Work to be completed :: Copy word for word the lines of the records below, starting with the line that contains "Return the mask of every instance of the orange" and going on through the line that contains "Outlines of the orange". Include both of those lines.

[Annotation records]
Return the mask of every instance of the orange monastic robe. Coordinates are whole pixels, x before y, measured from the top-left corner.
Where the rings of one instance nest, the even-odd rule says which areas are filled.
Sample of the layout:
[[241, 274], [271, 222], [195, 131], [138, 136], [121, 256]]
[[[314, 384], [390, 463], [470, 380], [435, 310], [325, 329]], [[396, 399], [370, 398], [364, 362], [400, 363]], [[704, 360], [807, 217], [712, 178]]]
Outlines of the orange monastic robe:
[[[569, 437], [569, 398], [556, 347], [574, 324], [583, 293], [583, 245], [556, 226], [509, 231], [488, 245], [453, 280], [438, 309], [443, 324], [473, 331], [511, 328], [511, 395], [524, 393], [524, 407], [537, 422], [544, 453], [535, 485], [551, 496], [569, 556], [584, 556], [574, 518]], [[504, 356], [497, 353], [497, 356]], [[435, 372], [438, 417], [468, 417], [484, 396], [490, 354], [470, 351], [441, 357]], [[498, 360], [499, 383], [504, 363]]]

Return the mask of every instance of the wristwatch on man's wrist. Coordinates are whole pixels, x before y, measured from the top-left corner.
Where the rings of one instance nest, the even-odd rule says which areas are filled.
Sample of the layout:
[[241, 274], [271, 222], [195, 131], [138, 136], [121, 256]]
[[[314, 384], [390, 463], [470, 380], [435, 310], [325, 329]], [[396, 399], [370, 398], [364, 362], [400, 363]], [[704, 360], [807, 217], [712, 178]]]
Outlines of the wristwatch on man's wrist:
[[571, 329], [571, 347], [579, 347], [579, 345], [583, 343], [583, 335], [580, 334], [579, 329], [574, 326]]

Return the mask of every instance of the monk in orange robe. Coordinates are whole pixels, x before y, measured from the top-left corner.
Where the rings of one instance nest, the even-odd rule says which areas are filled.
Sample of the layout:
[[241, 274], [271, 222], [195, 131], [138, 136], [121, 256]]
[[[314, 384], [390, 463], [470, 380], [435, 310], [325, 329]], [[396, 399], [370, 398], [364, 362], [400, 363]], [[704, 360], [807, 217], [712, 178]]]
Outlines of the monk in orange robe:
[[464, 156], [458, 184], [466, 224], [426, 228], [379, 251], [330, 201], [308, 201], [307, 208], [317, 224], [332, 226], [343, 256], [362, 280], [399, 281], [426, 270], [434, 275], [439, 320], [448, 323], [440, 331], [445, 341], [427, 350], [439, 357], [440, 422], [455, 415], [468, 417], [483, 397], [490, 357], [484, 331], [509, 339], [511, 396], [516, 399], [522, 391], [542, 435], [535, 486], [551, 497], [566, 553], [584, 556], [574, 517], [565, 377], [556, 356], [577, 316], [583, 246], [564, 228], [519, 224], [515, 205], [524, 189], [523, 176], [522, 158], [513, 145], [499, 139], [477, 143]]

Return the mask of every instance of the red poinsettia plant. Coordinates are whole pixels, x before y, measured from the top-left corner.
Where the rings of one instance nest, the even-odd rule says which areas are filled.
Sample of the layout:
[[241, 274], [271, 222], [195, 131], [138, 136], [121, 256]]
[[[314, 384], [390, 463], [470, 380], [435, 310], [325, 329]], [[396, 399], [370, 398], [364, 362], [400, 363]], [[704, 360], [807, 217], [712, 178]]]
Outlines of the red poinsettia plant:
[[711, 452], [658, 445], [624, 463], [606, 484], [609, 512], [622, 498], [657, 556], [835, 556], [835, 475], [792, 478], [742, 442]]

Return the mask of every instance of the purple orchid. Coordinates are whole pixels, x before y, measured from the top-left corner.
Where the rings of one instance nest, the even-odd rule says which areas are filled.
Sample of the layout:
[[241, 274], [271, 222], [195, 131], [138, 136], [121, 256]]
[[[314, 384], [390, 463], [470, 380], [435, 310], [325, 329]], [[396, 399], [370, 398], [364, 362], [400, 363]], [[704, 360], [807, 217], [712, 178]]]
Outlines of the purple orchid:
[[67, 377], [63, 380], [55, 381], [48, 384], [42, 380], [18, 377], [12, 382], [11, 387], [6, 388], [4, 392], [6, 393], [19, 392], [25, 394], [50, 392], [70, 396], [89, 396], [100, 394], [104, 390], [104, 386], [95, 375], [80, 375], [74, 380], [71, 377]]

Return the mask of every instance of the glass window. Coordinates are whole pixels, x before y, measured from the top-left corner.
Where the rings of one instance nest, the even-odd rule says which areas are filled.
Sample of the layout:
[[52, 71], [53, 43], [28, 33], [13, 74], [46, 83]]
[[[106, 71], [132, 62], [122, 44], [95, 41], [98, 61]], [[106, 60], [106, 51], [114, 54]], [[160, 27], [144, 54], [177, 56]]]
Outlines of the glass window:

* * *

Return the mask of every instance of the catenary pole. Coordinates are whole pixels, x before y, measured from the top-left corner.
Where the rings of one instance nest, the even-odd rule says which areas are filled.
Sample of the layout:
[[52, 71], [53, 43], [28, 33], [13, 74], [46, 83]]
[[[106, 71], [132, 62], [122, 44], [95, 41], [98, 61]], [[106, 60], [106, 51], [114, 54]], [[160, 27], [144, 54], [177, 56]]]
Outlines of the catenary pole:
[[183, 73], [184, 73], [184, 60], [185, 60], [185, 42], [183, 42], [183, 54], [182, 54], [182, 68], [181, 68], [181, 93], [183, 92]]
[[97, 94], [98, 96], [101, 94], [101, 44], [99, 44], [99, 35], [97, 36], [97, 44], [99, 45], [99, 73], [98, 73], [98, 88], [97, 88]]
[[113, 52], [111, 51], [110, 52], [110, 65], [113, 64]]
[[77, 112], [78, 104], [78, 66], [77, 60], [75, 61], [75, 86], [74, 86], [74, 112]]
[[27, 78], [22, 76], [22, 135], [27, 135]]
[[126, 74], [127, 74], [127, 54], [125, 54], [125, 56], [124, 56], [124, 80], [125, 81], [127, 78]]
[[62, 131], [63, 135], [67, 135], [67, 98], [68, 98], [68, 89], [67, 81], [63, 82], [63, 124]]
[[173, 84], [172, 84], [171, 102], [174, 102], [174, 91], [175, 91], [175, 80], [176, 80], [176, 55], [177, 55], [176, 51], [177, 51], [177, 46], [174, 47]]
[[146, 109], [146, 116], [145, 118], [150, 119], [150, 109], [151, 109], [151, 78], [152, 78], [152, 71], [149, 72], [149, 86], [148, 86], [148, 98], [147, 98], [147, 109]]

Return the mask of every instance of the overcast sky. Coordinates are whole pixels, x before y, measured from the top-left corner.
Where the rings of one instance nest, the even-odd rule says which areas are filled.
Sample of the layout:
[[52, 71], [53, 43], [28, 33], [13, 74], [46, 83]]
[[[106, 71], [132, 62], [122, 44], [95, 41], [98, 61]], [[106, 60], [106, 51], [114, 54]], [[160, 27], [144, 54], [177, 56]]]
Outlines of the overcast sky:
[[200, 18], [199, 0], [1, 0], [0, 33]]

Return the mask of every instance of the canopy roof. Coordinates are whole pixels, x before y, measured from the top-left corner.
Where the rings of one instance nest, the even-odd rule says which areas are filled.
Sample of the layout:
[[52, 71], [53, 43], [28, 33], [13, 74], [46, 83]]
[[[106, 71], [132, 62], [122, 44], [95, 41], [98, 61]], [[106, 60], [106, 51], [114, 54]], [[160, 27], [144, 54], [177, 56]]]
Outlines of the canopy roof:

--

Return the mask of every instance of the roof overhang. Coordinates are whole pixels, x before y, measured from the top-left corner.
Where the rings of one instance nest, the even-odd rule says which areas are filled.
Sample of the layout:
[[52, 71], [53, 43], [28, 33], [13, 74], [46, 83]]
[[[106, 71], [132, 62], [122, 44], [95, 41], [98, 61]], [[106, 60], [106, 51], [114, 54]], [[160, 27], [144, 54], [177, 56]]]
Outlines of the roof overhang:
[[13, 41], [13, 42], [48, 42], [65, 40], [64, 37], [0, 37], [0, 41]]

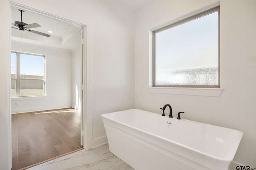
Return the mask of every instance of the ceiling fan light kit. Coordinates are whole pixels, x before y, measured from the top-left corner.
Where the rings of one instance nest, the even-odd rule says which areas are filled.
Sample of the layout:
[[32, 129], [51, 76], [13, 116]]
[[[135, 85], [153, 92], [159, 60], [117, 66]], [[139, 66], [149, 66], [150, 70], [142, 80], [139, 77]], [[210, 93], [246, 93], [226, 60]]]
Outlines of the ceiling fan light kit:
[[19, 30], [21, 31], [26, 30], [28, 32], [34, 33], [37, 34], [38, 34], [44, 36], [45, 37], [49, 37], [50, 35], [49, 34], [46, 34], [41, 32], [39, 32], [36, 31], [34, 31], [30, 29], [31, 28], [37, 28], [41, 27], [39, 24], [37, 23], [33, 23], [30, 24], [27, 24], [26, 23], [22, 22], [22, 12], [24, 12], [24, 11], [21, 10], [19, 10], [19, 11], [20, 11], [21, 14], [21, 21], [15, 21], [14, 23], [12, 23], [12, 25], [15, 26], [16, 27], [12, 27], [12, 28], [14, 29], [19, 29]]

Task result ::
Return the mask of every instance of the orange monastic robe. Coordinates are whole pixels, x before y, measured from the top-left corner.
Where the rings of one instance nest, the even-odd rule says which areas are filled.
Sample of the layout:
[[241, 274], [271, 222], [195, 131], [138, 136], [121, 256]]
[[[314, 384], [390, 463], [470, 380], [435, 310], [325, 329]], [[396, 399], [370, 398], [364, 362], [400, 363]], [[704, 360], [807, 217], [712, 178]]]
Outlines of the orange monastic robe:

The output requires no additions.